■ **Seitentext**:
++++++++

Wir sprechen heute hier, weil diejenigen, die uns als die vermeintlich ‘Anderen’ sehen und deshalb umbringen wollen, sich in Netzwerken organisieren, sich Waffen besorgen, ihre Taten streamen oder online ankündigen. Das ist die Realität und wir wollen, dass diese Realität endlich von den verantwortlichen Behörden und Staatsorganen ernst genommen wird. Wir wollen, dass keine Notausgänge wie in Hanau versperrt bleiben, weil der Staat aus rassistischen Gründen Menschen kriminalisiert. Wir wollen keine Entrüstung darüber hören, wie viel den Staat der Schutz von Synagogen kostet. Wir wollen Respekt für unsere Realitäten, ernst genommen werden in unseren Ängsten und unseren Forderungen nach Aufklärung. Wir wollen alle einfach unser Leben leben, ins Café oder die Shishabar mit Freund:innen gehen, die Moschee oder Synagoge besuchen, Einkaufen gehen, ob im Supermarkt, im Kiosk oder beim benachbarten Gemüsemarkt, ohne dass wir realistisch Angst um unser Leben und um die Reaktion der Gesellschaft haben müssen, wenn der nächste Anschlag an einem dieser Orte passiert.
Dass bei rechtem Terror immer noch von Einzeltäter:innen gesprochen wird, die in der deutschen Dominanzgesellschaft mit scheinbar großem Verständnis pathologisiert und psychologisiert werden, hat genauso Kontinuität wie der Rechtsterrorismus im postnationalsozialistischen Deutschland selbst. Auch wenn die beiden Phänomene Rassismus und Antisemitismus ihre ganz eigenen Spezifika innehaben und sich durchaus auch sehr unterschiedlich äußern können, verschränken sie sich in den menschenfeindlichen Weltbildern der Attentäter:innen immer wieder. Beides sind menschenfeindliche Ideologien, die mit sehr unterschiedlichen Bildern beladen sind und in völkischer Ideologie unterschiedliche Funktionen zur Abgrenzung vom Eigenen und dem vermeintlich Fremden erfüllen. Der Hass entlädt sich dabei gegen alle, die nicht das ‘Eigene’ sind. Der Täter von Hanau war vom Verschwörungsmythos des ‘Großen Austauschs’ überzeugt, an dessen Spitze ‘die Juden’ die Strippen ziehen und die Migrationsströme steuern würden, um die ‘weiße Rasse’ abzuschaffen. Gerade deshalb muss die Kritik an Rassismus und Antisemitismus gemeinsam gedacht und gelebt werden, um die Kontinuität rechter Gewalt zu erfassen und entgegenzuwirken.
Heute gedenken wir jedem und jeder Einzelnen der neun Menschen, die so grausam heute vor einem Jahr ermordet wurden.
Unser Leben geht weiter, und dazu gehört, kein ‘Weiter so’ zu akzeptieren, menschenfeindliche Ideologien anzuprangern und das Aufdecken von rechtsideologischen und rechtsterroristischen Netzwerken zu fordern, schreckliche Verluste von lieben Menschen zu verarbeiten, füreinander da zu sein, nicht zu vergeben, nicht zu vergessen.

++++++++

Datensatzeinträge:
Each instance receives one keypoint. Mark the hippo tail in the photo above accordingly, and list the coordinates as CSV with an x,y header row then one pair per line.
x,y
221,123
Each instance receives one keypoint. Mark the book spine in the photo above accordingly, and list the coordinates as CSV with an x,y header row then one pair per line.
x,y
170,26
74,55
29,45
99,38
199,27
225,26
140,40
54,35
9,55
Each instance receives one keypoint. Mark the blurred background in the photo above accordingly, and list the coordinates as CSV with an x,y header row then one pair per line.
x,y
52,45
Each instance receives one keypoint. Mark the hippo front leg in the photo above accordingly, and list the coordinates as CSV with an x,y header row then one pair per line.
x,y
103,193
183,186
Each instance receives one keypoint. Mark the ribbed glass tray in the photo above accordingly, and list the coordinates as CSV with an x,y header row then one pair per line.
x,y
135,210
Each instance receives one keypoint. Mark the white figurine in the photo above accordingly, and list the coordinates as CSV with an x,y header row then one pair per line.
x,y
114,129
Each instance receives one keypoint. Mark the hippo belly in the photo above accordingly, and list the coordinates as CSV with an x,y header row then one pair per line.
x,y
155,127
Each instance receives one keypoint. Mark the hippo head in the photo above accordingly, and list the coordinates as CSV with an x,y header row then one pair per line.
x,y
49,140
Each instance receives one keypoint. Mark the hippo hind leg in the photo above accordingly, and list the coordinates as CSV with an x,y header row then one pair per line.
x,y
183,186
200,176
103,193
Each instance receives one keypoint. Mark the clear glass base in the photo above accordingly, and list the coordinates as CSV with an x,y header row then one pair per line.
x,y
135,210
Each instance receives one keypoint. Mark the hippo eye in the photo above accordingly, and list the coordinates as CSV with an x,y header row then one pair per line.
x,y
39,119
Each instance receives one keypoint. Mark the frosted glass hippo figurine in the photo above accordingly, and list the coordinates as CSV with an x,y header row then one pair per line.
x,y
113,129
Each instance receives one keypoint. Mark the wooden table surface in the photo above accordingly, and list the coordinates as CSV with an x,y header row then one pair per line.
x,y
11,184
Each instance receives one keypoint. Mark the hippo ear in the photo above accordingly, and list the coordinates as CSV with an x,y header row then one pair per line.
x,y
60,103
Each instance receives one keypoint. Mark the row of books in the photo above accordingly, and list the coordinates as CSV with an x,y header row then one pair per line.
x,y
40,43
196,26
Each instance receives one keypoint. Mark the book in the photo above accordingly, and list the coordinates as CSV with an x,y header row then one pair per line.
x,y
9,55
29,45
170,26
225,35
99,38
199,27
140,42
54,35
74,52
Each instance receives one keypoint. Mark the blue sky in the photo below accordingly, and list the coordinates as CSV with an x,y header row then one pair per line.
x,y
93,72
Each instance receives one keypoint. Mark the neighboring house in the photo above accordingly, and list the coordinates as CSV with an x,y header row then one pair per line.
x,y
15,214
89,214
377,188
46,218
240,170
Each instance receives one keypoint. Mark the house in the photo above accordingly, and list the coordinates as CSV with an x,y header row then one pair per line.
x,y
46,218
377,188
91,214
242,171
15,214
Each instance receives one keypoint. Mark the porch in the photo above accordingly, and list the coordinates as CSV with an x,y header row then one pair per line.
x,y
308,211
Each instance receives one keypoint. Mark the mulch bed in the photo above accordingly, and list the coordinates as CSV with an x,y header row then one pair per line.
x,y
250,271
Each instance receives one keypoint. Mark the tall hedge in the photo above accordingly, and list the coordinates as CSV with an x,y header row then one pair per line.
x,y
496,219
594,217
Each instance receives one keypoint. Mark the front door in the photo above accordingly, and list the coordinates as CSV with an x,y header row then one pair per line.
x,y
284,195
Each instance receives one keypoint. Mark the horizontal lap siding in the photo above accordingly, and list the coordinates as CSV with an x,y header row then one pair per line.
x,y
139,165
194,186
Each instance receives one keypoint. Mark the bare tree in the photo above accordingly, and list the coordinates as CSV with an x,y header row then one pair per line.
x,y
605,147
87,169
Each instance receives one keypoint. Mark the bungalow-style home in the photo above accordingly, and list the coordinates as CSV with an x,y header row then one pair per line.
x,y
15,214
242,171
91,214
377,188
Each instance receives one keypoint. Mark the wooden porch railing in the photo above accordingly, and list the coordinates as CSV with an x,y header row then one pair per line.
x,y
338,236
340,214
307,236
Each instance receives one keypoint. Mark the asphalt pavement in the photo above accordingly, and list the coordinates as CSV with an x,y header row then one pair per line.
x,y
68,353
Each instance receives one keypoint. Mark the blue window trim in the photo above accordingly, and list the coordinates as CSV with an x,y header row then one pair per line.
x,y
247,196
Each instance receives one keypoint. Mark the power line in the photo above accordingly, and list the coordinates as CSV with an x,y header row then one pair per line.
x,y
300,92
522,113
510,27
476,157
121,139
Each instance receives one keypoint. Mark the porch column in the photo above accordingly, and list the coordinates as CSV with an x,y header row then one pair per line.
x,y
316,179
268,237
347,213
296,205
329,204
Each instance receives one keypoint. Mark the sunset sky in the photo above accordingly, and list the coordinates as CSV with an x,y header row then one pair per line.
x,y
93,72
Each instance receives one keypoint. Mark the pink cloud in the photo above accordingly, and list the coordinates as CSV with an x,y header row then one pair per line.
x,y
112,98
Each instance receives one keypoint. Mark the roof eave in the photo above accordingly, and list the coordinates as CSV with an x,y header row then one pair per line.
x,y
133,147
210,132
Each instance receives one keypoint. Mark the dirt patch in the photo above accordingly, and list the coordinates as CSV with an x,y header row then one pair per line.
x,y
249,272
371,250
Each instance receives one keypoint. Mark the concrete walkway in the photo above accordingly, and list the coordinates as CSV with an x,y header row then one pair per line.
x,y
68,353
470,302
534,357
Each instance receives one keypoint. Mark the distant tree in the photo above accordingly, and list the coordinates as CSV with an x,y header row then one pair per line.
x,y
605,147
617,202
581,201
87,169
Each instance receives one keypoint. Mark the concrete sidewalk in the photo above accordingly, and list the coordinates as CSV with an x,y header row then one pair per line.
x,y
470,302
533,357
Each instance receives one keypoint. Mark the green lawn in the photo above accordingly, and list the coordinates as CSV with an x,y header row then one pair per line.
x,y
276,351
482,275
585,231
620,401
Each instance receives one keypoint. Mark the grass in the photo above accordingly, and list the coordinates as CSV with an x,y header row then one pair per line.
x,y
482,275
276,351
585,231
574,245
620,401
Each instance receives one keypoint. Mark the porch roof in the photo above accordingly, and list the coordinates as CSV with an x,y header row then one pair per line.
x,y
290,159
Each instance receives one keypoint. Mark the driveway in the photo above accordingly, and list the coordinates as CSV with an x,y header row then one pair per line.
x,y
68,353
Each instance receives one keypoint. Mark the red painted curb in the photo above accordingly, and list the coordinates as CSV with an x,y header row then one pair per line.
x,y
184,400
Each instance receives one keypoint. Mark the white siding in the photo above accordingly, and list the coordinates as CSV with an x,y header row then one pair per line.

++++++++

■ **Aufgaben**:
• a. Prüfen Sie, ob die folgenden Aussagen mit der Gedenkrede übereinstimmen. Antworten Sie jeweils mit Ja oder Nein und zitieren Sie die entscheidenden Worte der Rede. (i) Der Täter von Hanau glaubte an den Verschwörungsmythos vom „Großen Austausch“. (ii) Die Rede erinnert an zwölf ermordete Menschen. (iii) Laut der Rede äußern sich Rassismus und Antisemitismus stets auf dieselbe Weise.
• b. Schreiben Sie die Gedenkrede von „Unser Leben geht“ bis einschließlich „nicht zu vergessen.“ neu und setzen Sie dabei „Strukturen“ an die Stelle von „Netzwerken“.
• c. Worüber wollen die Sprechenden laut der Gedenkrede keine Entrüstung hören?

■ **Lösungen**:
• a.
(i) Ja: „Der Täter von Hanau war vom Verschwörungsmythos des ‘Großen Austauschs’ überzeugt“
(ii) Nein: „der neun Menschen, die so grausam heute vor einem Jahr ermordet wurden“
(iii) Nein: „sich durchaus auch sehr unterschiedlich äußern können“

• b.
Unser Leben geht weiter, und dazu gehört, kein ‘Weiter so’ zu akzeptieren, menschenfeindliche Ideologien anzuprangern und das Aufdecken von rechtsideologischen und rechtsterroristischen Strukturen zu fordern, schreckliche Verluste von lieben Menschen zu verarbeiten, füreinander da zu sein, nicht zu vergeben, nicht zu vergessen.

• c. Darüber, wie viel den Staat der Schutz von Synagogen kostet.